▸ **EXERCISE GOAL**: Replace every "Target" with "Object" in the items below, leaving everything else unchanged.

▸ **Dataset rows on where objects appear**:
--- Begin ---

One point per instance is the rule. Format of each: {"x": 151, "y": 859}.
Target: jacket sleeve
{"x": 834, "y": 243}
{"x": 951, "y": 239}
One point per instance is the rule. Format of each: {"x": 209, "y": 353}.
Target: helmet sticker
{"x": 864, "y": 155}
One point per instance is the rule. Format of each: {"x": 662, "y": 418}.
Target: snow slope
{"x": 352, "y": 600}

--- End ---

▸ **TASK ANSWER**:
One point per instance is the rule. Format of each: {"x": 151, "y": 859}.
Object: jacket sleeve
{"x": 834, "y": 243}
{"x": 951, "y": 239}
One point per instance is the rule. Format of each: {"x": 209, "y": 353}.
Object: helmet sticker
{"x": 864, "y": 155}
One point per instance is the rule. Format of each: {"x": 662, "y": 418}.
Object: snow slope
{"x": 352, "y": 600}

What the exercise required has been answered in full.